- The request
Report how many lines in the rows contain the word "instance". Give only the number.

* START *

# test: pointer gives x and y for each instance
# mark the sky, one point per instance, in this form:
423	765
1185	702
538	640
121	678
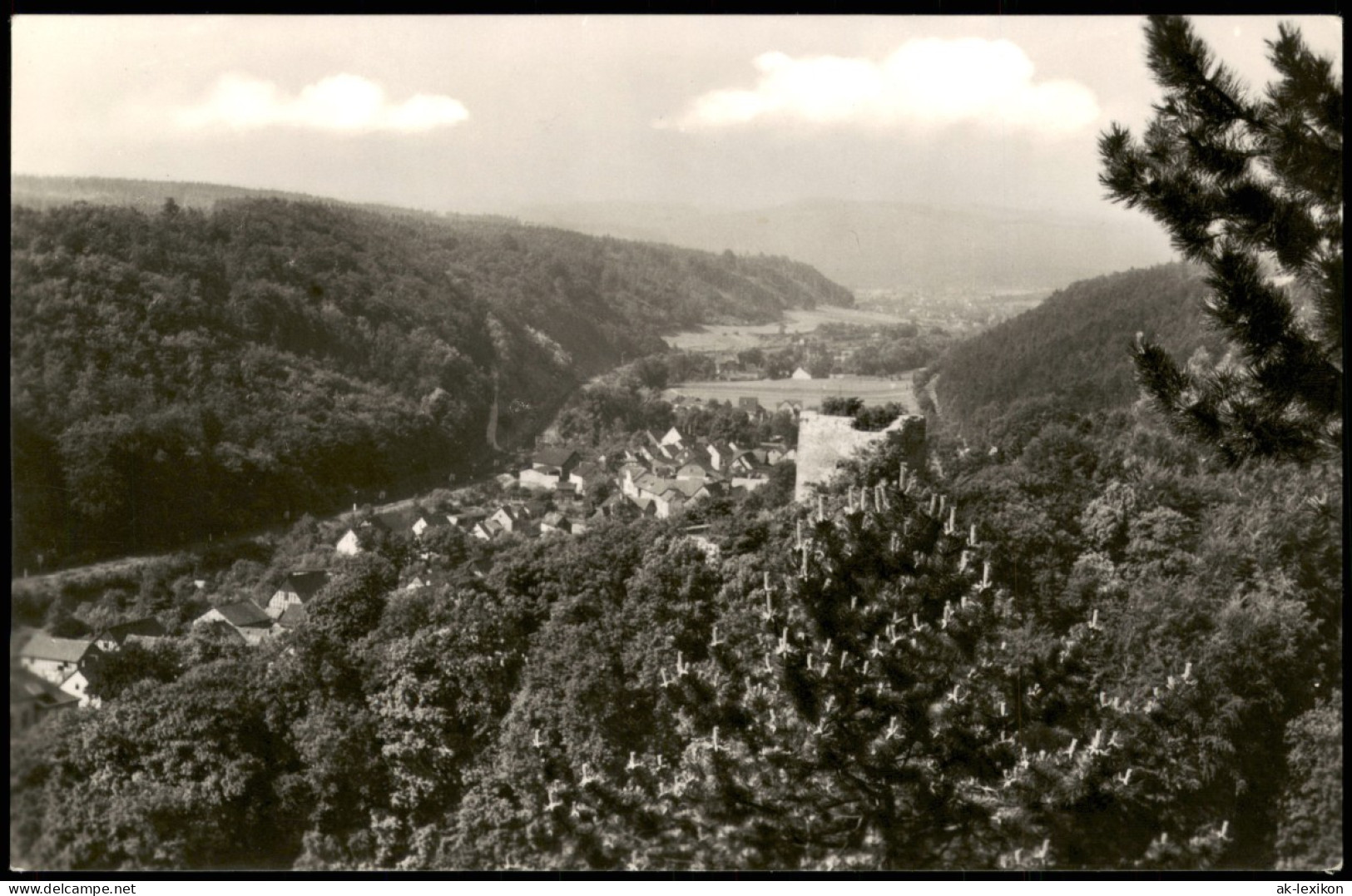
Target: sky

* END *

- Full answer
2